* **Task to complete**
Repeat every entry word for word, but leave the images out of your copy.

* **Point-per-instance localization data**
-----
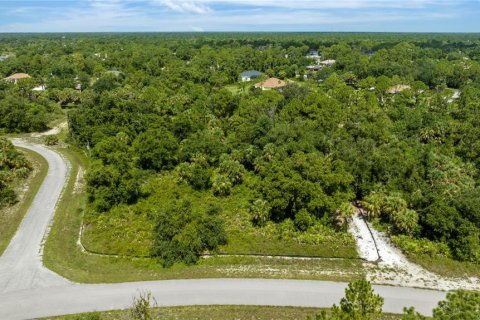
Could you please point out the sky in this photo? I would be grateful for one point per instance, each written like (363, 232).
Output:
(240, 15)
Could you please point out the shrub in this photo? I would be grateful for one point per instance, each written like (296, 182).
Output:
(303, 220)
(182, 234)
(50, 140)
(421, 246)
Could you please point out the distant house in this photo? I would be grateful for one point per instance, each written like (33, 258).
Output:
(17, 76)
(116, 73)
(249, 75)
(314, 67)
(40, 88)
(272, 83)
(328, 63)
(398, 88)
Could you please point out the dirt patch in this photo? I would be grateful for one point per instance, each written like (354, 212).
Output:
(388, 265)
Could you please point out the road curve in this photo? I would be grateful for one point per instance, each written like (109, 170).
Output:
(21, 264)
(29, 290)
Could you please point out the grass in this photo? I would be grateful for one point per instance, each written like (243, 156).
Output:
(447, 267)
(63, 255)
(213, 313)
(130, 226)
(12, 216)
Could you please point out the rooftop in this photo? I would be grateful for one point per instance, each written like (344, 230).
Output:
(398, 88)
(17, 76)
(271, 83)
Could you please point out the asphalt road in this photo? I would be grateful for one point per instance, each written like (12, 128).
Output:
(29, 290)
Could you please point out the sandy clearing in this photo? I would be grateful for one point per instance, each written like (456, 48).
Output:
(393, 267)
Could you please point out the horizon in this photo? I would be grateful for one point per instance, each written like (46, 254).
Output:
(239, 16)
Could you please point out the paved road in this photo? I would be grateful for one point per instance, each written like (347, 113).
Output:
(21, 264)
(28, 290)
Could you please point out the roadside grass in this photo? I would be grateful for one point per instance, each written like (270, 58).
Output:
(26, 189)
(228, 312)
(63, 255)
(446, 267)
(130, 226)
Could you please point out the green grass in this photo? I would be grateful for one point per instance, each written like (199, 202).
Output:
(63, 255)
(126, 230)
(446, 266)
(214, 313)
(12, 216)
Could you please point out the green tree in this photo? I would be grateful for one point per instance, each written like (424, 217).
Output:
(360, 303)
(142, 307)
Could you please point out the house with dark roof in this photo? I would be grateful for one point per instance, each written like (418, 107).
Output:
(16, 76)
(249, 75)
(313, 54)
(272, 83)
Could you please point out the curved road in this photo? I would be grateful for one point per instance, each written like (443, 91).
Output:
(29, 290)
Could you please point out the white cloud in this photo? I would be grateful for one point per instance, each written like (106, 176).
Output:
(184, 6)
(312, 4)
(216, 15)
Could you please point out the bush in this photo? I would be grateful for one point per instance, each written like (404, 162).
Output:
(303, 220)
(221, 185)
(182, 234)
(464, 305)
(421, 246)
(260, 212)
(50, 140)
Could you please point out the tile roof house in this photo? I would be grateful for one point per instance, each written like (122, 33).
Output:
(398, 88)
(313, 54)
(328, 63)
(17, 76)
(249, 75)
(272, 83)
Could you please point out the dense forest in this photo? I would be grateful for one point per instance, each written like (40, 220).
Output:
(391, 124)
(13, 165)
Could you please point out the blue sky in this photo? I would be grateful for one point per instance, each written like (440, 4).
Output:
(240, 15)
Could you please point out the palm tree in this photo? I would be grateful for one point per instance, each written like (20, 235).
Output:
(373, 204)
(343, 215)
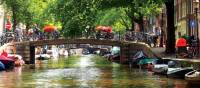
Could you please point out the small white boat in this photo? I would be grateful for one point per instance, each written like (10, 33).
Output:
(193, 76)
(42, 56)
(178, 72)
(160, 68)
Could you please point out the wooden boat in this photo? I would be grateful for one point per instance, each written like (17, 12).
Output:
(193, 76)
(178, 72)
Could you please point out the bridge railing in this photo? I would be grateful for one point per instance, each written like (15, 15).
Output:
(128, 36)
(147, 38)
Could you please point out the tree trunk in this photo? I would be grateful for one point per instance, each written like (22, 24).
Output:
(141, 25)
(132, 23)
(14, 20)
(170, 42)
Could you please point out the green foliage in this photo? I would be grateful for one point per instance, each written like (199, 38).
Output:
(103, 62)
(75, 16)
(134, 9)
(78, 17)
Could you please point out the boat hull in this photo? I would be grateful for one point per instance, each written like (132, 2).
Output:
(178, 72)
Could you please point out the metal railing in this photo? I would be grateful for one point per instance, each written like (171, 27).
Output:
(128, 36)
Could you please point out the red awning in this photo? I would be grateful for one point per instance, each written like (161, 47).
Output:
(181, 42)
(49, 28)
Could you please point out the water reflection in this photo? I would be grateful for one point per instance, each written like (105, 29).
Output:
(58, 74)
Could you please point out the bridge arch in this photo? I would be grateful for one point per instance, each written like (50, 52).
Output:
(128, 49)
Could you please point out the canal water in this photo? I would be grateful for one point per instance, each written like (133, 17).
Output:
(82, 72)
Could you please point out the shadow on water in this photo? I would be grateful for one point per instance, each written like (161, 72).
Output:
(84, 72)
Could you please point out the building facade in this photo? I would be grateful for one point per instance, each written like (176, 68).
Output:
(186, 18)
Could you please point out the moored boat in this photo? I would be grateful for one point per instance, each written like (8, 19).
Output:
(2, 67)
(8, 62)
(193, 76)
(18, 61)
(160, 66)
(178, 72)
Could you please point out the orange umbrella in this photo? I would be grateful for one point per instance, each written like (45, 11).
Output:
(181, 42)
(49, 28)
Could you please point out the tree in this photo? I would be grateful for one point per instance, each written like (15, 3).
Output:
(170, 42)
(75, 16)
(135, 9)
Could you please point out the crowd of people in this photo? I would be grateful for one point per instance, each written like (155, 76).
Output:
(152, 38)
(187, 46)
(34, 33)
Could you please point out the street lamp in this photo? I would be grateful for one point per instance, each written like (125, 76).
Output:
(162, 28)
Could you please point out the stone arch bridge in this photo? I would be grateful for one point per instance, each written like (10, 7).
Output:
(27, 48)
-----
* **Exercise answer**
Could you please point out the sky in this photo? I would be grateful for one point per instance, each written like (363, 232).
Output:
(240, 15)
Could you please point out the shrub in this photo? I would be grateful for one point per instance, each written like (296, 182).
Output:
(303, 220)
(182, 234)
(50, 140)
(421, 246)
Could you please point out the distant house in this photo? I would be grateful for one point per instance, each written like (33, 258).
Output:
(17, 76)
(116, 73)
(249, 75)
(314, 67)
(40, 88)
(272, 83)
(328, 63)
(398, 88)
Could you please point out the dirt patch in this photo? I would be grateful for one point per instance, each written like (354, 212).
Output:
(388, 265)
Could you please point out the road curve in this photo? I would be grateful for one point per instance, each written like (109, 170).
Output:
(21, 264)
(29, 290)
Could you please point out the grass in this photo? I would be grateful for one point per instance, each written like (243, 156).
Output:
(447, 267)
(63, 255)
(213, 313)
(130, 226)
(12, 216)
Could you please point out the rooftop in this photo? I would be grateful for one point per instance, each written like (344, 230).
Output:
(398, 88)
(17, 76)
(271, 83)
Could you please point out the asphalt road in this photo? I would be grateful for one point per instance, each written like (12, 128).
Output:
(29, 290)
Could you please point out the sandy clearing in this photo? I would be grateful for one point per instance, each written like (456, 48).
Output:
(393, 267)
Could you please point out the horizon in this photo? I would be grateful for one point per instance, each written like (46, 254).
Output:
(239, 16)
Could you please point out the paved road in this photo? I would be grateful for one point per instance, each written like (347, 113).
Output:
(21, 264)
(28, 290)
Could you please point out the roadside grass in this photo? I would be grateful for one point per instance, each written like (270, 58).
Output:
(26, 189)
(228, 312)
(63, 255)
(446, 267)
(130, 226)
Could you please point out the green grass in this photo? I would be grateful for one point per instance, each written like (199, 202).
Output:
(63, 255)
(126, 230)
(446, 266)
(214, 313)
(12, 216)
Could you please point out the green tree in this photo? I would be grateful for one point per instance, each written like (424, 217).
Output:
(360, 303)
(142, 307)
Could you please point out the house with dark roof in this photo? I would be grateful for one point per instance, each written like (418, 107).
Output:
(16, 76)
(249, 75)
(313, 54)
(272, 83)
Could you please point out the curved road in this photo? I would be grateful for one point per instance, each written like (443, 91).
Output:
(29, 290)
Could you please point out the white cloud in this photo? I would be grateful for one point per instance, each written like (106, 176).
Output:
(184, 6)
(312, 4)
(216, 15)
Could you please point out the bush in this photo? I would be grateful for one point per instance, each written like (404, 162).
Output:
(303, 220)
(221, 185)
(182, 234)
(464, 305)
(421, 246)
(260, 212)
(50, 140)
Could you please point out the tile roof house in this photo? I would be grateful for one point per instance, each written like (122, 33).
Output:
(398, 88)
(313, 54)
(328, 63)
(17, 76)
(249, 75)
(272, 83)
Could you please point out the dense forest in this photo? I would be grateful for one point per instance, each written like (40, 220).
Output:
(391, 124)
(13, 165)
Could you please point out the blue sky in this photo? I would be grateful for one point per instance, each written like (440, 4).
Output:
(240, 15)
Could you please point out the palm tree in this photo? I would be grateful for one point per instance, each written like (20, 235).
Output:
(373, 204)
(343, 215)
Could you please point out the small white boat in this photo? I would be grateful for one point per instance, each written like (10, 33).
Output:
(193, 76)
(42, 56)
(178, 72)
(160, 68)
Could you please point out the wooden boat in this photo? I would be grateful for one point per instance, each written like (17, 12).
Output:
(193, 76)
(178, 72)
Could you please point out the bridge railing in this photo? I would be grateful for one point per instance, each written like (15, 15).
Output:
(128, 36)
(147, 38)
Could you please point out the tree trunk in this photo? I would be grateful for one point per instance, each written like (22, 24).
Output:
(141, 25)
(132, 23)
(14, 20)
(170, 42)
Could you please point out the green foliage in this photo? I would be grateful for one point per instance, each written like (199, 38).
Output:
(103, 62)
(75, 16)
(134, 9)
(78, 17)
Could you please point out the boat hull in this photo? I would be grateful for one point per instance, each written like (132, 2).
Output:
(178, 72)
Could you please point out the metal railing in this photo? I would be grateful for one point per instance, each written like (171, 27).
Output:
(128, 36)
Could you please point out the red awning in this photo? I would be grateful for one point per instance, each written like (161, 47).
Output:
(181, 42)
(49, 28)
Could you please point out the water reflection in this photo? I would be grateful for one point per instance, each written like (105, 29).
Output:
(58, 74)
Could you please point out the bridge arch in this photo? I would be grateful for one point per instance, each written like (50, 52).
Output:
(128, 49)
Could you please point out the canal water in this photo? I would be grateful for one point per instance, each written like (133, 17).
Output:
(82, 72)
Could you please point out the shadow on water in this photo? I would be grateful for one point per instance, each written like (161, 72).
Output:
(84, 72)
Could you please point out the building facade in this photo? I would be grateful for one point per instance, each written like (176, 68).
Output:
(186, 18)
Could you please point out the moored boat in this photo? I would be grateful for one point per instance, each written like (8, 19).
Output:
(2, 67)
(8, 62)
(193, 76)
(18, 61)
(160, 66)
(178, 72)
Could you please point out the orange umbrella in this photo? I would be grateful for one point per instance, each written like (45, 11).
Output:
(181, 42)
(49, 28)
Could you please point out the tree in this photo? I would be grateful for one point per instance, each written like (15, 3).
Output:
(170, 42)
(75, 16)
(135, 9)
Could you please point out the crowd of people in this photo? I would be grateful for one point per instance, each written like (155, 76).
Output:
(152, 38)
(187, 46)
(34, 33)
Could you please point out the street lamp in this photo? I would be grateful for one point per instance, each written like (125, 76).
Output:
(162, 28)
Could you please point out the stone arch bridge in this photo? I would be grateful for one point per instance, each written like (10, 7).
Output:
(27, 48)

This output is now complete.